- **Work item**
Exactly how many lines below mention "Target"? Answer with that number alone.

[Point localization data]
════════════════════

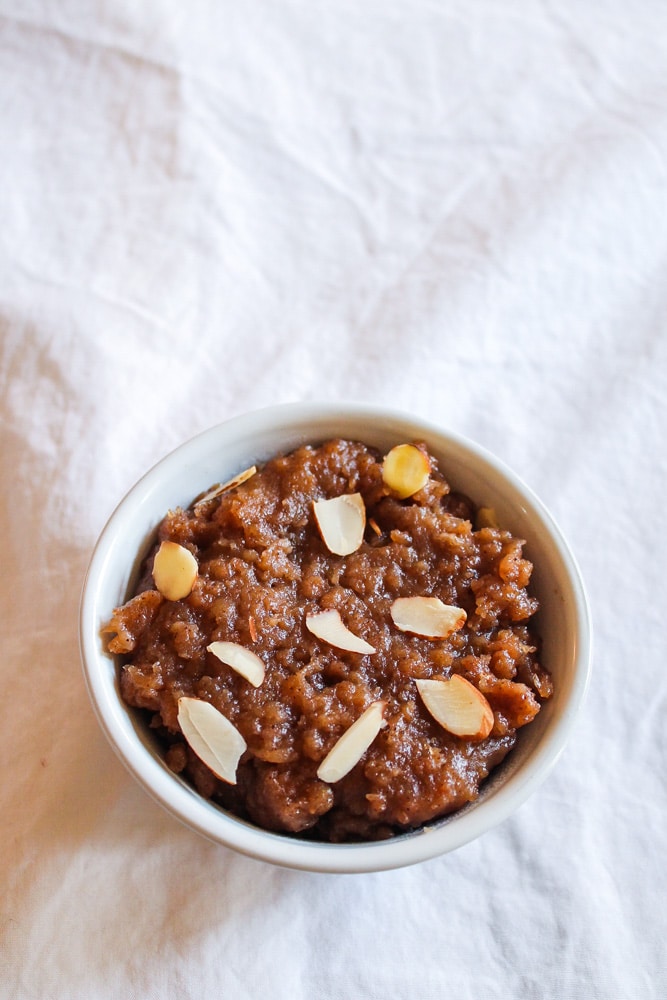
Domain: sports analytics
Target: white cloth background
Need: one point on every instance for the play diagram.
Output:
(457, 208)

════════════════════

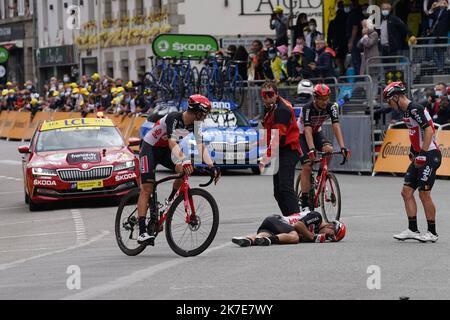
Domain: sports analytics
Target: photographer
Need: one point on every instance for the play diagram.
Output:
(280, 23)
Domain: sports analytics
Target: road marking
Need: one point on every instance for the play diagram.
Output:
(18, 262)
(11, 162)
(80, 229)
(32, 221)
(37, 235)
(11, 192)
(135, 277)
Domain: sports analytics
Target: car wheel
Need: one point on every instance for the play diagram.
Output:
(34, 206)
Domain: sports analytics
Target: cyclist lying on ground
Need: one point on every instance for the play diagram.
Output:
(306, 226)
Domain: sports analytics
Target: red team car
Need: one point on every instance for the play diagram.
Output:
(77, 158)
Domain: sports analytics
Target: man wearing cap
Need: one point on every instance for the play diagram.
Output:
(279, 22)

════════════════════

- **Exercise output**
7